*EXERCISE TASK*:
Output each entry exactly; skip nothing.

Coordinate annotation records
....

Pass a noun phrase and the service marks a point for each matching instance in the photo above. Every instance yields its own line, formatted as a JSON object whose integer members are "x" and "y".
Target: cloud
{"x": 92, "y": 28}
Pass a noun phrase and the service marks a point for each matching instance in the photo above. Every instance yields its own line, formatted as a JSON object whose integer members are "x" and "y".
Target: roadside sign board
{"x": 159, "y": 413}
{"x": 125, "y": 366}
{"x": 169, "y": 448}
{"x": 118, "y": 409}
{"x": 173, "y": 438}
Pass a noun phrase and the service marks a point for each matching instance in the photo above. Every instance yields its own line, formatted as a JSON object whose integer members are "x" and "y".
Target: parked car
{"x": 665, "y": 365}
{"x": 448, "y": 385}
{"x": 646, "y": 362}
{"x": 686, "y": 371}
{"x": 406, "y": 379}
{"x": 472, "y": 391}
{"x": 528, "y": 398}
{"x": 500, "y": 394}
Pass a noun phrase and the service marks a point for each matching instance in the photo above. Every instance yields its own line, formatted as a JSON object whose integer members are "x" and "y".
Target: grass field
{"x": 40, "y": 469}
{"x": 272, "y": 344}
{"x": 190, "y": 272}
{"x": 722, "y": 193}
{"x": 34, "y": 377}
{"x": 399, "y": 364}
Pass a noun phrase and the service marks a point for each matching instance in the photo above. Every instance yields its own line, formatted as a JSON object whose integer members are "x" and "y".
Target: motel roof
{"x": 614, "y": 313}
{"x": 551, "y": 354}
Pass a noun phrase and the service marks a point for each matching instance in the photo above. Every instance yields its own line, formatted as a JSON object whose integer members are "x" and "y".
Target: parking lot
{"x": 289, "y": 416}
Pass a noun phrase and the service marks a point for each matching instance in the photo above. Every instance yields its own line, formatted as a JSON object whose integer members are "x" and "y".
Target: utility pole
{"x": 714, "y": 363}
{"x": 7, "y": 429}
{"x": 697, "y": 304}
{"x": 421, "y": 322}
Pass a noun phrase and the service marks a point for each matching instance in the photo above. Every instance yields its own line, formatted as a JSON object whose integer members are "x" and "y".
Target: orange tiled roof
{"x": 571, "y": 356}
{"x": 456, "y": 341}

....

*EXPECTED OUTPUT*:
Pass a noun phrase and the service marks a point for each matching instance in the photo above. Every instance yields its own line, formatted as a JSON object whose integer members are "x" and "y".
Target: cloud
{"x": 92, "y": 28}
Pass a noun phrase and the service marks a point for each matching instance in the photo above. Every instance yields its own line, formatted as a JSON object whose integer members are "x" and "y".
Target: roadside sign board
{"x": 159, "y": 413}
{"x": 125, "y": 366}
{"x": 169, "y": 448}
{"x": 118, "y": 409}
{"x": 173, "y": 438}
Pass a noun phrase and the service marks a point for each matching instance in the photo above. Every instance yields its own line, formatted as a JSON object whose integer members are "x" and "y".
Target: parked car
{"x": 665, "y": 365}
{"x": 448, "y": 385}
{"x": 646, "y": 362}
{"x": 686, "y": 371}
{"x": 406, "y": 379}
{"x": 472, "y": 391}
{"x": 528, "y": 398}
{"x": 500, "y": 394}
Pass a noun phrase and the service marks a point for each matching instance in the photo above. Every instance yields its own line, formatted as a JSON object whose integer members are "x" and "y".
Target: grass field
{"x": 40, "y": 469}
{"x": 272, "y": 344}
{"x": 190, "y": 272}
{"x": 722, "y": 193}
{"x": 34, "y": 377}
{"x": 399, "y": 364}
Pass a noun phrase and the service marks a point for each matching instance in the photo above. Every instance yields its own line, formatted as a JSON object whose integer members are "x" and "y".
Target: motel roof
{"x": 614, "y": 313}
{"x": 551, "y": 354}
Pass a noun phrase and the service marks a point for each matching instance in the photo above. Every instance yields its own line, formatted as a JSON object whose integer members are "x" and "y".
Target: parking lot
{"x": 289, "y": 416}
Pass a noun phrase and the service marks a point for each matching instance in the photo above. Every instance yields its own line, formatted as a JSON object whose integer members are "x" and "y".
Target: utility pole
{"x": 714, "y": 363}
{"x": 7, "y": 429}
{"x": 697, "y": 304}
{"x": 421, "y": 322}
Pass a noun phrase and the service marks a point for each matching instance in the photo above. Every instance yields its own line, formatted as a JSON object whose integer members are "x" and "y".
Target: orange tiled roof
{"x": 571, "y": 356}
{"x": 456, "y": 341}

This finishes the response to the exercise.